» EXERCISE OBJECTIVE:
Can you copy out everything from the line containing "[pin] blurred green" down to the end of the records, requests included, offsetting every pin coordinate in the answers by 128 while leaving the requests and their sample coordinates unchanged?

Entries drawn from a collection:
★ ★ ★
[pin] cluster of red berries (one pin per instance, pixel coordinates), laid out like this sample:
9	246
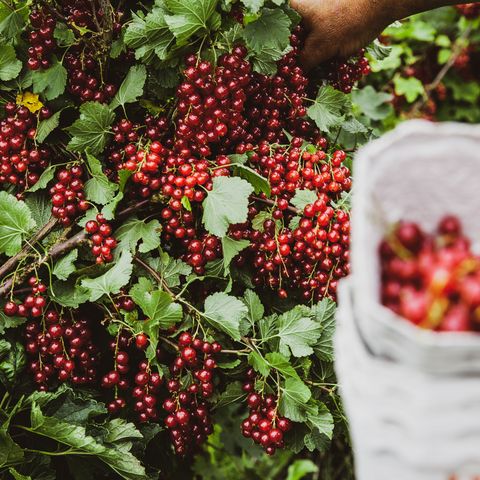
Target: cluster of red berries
264	425
67	195
21	161
469	10
191	385
41	39
101	236
34	303
432	280
344	74
61	350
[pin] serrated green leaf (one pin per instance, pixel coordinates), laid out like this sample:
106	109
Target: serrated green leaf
156	304
98	189
65	266
231	248
225	313
190	16
297	332
329	108
134	230
119	429
16	223
260	184
270	30
120	461
51	82
46	127
302	198
111	281
92	130
232	394
131	88
10	66
45	178
226	204
293	400
258	363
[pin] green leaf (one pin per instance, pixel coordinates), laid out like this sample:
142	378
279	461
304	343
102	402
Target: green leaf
10	67
111	281
40	207
297	332
226	204
232	394
225	313
120	461
64	267
69	294
46	127
270	30
156	304
259	364
280	363
13	364
170	269
149	36
329	108
293	400
410	87
260	184
300	468
45	178
16	223
134	230
119	429
190	16
325	314
51	82
303	198
256	310
10	452
131	88
231	248
92	129
98	189
375	105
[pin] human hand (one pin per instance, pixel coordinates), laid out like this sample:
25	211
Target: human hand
340	27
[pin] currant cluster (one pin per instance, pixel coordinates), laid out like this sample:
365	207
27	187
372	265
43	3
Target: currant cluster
67	195
432	280
344	74
263	425
41	39
191	385
469	10
84	77
60	350
101	237
34	303
21	161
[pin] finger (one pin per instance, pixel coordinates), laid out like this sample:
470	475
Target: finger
315	52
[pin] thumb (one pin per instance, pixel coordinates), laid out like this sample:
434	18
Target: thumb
315	51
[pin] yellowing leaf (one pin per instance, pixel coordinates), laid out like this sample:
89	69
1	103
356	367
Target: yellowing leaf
29	100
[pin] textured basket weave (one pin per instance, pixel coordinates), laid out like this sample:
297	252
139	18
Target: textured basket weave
419	172
405	424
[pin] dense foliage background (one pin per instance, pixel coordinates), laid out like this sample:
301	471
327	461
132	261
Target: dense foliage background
174	222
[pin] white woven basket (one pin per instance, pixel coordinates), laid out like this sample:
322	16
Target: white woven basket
405	424
419	172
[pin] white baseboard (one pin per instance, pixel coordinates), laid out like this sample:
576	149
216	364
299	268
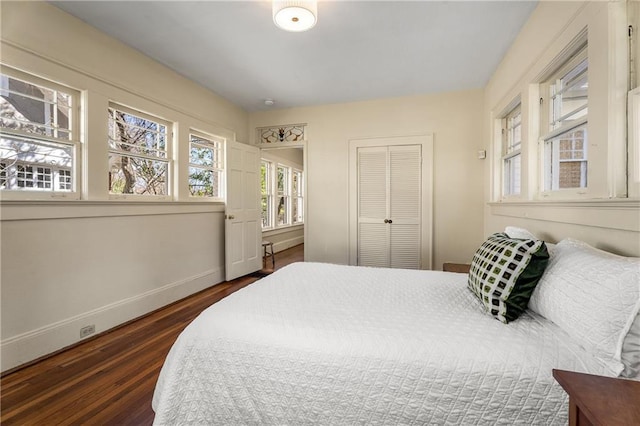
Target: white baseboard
291	242
20	349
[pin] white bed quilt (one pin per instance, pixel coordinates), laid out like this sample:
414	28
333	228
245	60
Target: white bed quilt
341	345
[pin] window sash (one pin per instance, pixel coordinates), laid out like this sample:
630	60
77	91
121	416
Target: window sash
282	195
511	158
133	139
22	156
39	150
55	104
138	153
565	173
206	167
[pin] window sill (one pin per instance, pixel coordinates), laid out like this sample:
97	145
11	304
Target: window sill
282	229
610	213
33	210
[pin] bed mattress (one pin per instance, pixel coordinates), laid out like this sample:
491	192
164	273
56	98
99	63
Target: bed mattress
331	344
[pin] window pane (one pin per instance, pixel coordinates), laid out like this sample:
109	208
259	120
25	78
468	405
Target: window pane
206	152
136	135
296	210
64	180
201	156
204	183
136	175
266	208
35	109
3	175
569	96
264	178
30	164
512	175
282	180
566	159
282	211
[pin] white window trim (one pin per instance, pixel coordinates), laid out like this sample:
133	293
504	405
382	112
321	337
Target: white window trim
222	182
275	162
75	142
634	143
269	192
169	156
564	64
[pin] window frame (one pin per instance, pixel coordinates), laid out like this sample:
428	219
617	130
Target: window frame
72	144
273	194
510	151
297	197
266	193
633	160
168	159
216	144
552	128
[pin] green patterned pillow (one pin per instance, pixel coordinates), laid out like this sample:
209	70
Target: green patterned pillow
504	272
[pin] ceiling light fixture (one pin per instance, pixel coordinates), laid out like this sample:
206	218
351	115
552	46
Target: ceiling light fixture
295	16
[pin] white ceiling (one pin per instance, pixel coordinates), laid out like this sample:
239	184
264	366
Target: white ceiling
358	50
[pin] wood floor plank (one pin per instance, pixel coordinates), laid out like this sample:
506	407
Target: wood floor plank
110	379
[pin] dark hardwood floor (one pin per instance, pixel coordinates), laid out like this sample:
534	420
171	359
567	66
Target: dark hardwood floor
109	379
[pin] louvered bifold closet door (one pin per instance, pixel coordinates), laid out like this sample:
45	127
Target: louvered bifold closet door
405	206
373	188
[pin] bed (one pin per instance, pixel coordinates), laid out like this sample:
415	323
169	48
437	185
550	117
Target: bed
332	344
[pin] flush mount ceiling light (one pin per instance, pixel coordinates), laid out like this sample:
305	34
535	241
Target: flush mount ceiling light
295	16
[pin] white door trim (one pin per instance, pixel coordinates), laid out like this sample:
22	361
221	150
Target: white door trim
426	141
243	230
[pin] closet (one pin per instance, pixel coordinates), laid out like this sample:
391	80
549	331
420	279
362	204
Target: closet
391	202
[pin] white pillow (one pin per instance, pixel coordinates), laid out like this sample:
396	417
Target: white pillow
524	234
595	297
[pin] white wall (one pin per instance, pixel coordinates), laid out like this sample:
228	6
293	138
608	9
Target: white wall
453	118
605	218
66	265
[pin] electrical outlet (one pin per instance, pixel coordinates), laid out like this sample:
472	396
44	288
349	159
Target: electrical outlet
87	331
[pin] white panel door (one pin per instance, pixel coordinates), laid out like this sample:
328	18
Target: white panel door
405	195
389	206
243	230
373	209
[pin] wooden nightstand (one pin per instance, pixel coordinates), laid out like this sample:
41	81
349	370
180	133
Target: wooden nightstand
456	267
597	400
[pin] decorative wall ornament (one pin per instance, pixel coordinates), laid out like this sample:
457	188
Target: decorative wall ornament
279	134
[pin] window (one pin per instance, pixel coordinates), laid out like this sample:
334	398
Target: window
511	151
138	154
266	184
206	166
282	195
39	141
296	197
565	132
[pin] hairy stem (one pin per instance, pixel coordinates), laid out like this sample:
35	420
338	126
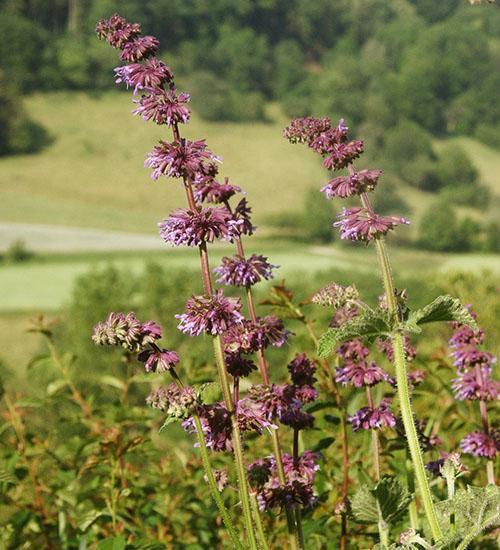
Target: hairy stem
224	378
226	518
403	387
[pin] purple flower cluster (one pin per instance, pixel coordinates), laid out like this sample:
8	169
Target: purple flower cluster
126	330
163	106
360	224
474	382
186	227
355	184
369	418
249	337
210	315
158	360
284	402
216	422
174	401
238	271
181	159
208	189
299	477
482	444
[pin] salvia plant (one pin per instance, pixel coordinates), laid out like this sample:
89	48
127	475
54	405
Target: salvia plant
264	494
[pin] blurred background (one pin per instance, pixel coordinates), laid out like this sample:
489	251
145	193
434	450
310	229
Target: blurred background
417	79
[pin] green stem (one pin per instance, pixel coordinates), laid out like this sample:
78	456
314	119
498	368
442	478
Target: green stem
404	397
236	440
205	459
258	522
226	518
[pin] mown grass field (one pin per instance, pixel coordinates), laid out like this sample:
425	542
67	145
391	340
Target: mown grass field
92	174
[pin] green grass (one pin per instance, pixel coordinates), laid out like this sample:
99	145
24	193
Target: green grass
45	284
92	175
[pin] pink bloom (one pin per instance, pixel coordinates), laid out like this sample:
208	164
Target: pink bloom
359	224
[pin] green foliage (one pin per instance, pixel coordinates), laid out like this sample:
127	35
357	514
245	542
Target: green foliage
387	501
476	509
368	325
443	308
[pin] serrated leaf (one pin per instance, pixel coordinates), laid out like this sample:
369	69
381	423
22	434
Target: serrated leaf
387	501
323	444
443	308
55	386
476	509
368	325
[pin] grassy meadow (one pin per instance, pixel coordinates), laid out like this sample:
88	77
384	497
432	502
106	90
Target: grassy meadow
91	176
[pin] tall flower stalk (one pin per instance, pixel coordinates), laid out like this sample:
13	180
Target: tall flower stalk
363	224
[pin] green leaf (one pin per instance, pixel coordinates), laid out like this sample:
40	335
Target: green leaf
476	509
55	386
443	308
368	325
323	444
387	501
112	543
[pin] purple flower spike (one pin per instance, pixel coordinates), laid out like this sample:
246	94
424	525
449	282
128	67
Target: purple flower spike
163	107
482	444
187	228
361	374
210	315
117	31
369	418
158	360
355	184
207	189
150	74
126	331
359	224
476	384
238	271
180	159
140	48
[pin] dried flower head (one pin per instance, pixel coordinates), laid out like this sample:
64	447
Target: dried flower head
211	315
174	401
126	330
335	295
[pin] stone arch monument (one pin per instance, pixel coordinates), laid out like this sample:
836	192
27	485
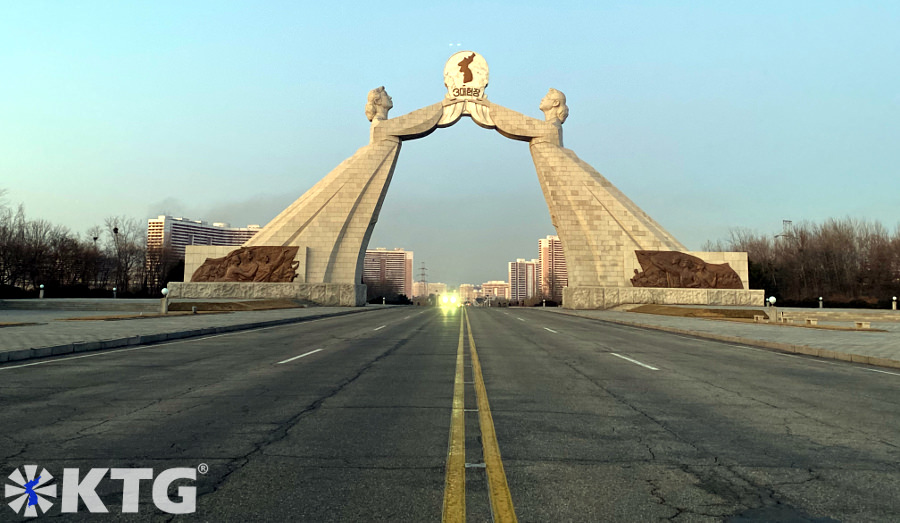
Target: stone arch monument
615	252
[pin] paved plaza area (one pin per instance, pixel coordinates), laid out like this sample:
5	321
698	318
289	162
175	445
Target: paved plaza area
52	331
880	342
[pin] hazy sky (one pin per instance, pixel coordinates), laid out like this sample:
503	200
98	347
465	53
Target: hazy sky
709	115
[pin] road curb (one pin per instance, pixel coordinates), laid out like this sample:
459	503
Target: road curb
147	339
774	345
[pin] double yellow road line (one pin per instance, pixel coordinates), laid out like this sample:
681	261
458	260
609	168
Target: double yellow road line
455	479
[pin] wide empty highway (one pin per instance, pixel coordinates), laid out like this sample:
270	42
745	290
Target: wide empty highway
412	414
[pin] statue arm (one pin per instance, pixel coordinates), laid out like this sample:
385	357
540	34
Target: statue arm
516	125
415	124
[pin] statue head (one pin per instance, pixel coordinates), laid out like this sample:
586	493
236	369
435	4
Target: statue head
378	104
554	106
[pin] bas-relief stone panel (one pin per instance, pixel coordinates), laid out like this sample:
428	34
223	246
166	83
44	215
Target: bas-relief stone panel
608	297
195	255
737	260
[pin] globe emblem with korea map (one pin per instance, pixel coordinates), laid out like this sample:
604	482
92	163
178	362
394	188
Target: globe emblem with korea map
466	75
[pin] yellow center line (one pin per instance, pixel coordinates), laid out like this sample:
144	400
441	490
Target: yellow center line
501	499
455	479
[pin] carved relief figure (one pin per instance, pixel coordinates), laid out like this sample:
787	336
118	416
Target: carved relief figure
250	264
464	68
672	269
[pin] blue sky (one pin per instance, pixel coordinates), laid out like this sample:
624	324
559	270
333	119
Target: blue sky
709	115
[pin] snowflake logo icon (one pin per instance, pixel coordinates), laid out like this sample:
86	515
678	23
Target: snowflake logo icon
30	491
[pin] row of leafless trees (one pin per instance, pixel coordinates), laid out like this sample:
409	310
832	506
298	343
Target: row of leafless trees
37	252
842	261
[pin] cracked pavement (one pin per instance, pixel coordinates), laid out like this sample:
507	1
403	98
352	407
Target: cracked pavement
358	431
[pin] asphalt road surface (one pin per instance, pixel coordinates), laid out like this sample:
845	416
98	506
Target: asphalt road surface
356	418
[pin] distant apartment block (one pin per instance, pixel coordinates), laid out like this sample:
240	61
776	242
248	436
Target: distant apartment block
177	233
469	292
387	271
523	283
553	275
495	289
426	288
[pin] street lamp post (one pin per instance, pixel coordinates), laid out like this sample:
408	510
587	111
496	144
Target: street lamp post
164	303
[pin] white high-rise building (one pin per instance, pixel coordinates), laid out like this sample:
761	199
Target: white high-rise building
523	279
389	271
177	233
426	288
553	273
495	289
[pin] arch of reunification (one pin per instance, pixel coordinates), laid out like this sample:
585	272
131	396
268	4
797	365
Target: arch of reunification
615	253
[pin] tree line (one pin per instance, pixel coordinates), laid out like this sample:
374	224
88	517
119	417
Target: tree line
844	261
35	252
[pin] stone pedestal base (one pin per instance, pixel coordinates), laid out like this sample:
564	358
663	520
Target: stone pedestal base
608	297
331	294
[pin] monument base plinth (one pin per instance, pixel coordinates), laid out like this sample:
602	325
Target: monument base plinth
330	294
609	297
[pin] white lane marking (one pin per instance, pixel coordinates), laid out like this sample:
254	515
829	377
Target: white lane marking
300	356
883	372
633	361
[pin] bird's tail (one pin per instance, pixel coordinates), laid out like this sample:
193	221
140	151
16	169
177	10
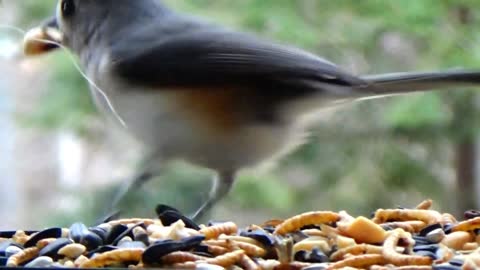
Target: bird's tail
396	83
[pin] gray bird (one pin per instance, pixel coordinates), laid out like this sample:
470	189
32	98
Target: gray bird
203	93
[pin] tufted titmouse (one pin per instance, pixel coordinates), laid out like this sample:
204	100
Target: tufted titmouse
197	91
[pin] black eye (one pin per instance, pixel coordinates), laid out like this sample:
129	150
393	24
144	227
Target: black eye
68	8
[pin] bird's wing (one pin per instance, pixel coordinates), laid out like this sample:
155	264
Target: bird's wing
205	58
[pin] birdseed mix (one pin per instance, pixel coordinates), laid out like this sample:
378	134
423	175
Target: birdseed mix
414	239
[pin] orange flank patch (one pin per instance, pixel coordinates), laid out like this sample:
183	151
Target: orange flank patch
221	109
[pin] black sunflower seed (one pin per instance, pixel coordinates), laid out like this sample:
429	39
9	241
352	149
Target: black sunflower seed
169	217
101	249
51	249
77	231
430	228
48	233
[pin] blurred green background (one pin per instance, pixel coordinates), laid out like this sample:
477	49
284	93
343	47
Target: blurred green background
387	152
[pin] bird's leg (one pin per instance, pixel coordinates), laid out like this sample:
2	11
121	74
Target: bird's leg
147	171
222	185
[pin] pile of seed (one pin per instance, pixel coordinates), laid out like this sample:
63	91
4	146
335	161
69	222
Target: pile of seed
417	238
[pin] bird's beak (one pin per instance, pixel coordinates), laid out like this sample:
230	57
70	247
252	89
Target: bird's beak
42	39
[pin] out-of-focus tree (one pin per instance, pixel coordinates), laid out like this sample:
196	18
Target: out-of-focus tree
372	154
★ ★ ★
» THE REPLY:
[pin] blurred green background (one pin per instance, pixel coordinates), laid out like this sample:
477	49
284	93
343	47
Target: blurred green background
515	280
[pin] bird's leg (one pin per instance, pixel coordinates), laid out like this sample:
2	11
121	74
Target: bird's leg
275	299
350	313
[pin] pile of seed (one pin per instance, pixel coordinates), laid out like this sample:
63	91
4	146
335	161
69	222
Target: pile of seed
545	366
[pin] bird's beak (one pin per instance, pixel coordinates), laid out like this sample:
230	57
70	247
252	89
Target: bird's beak
170	167
[pin] out-of-focus tree (one pin per instance, pixel coordinates), laid out like this sample:
196	18
Target: out-of-focus tree
500	282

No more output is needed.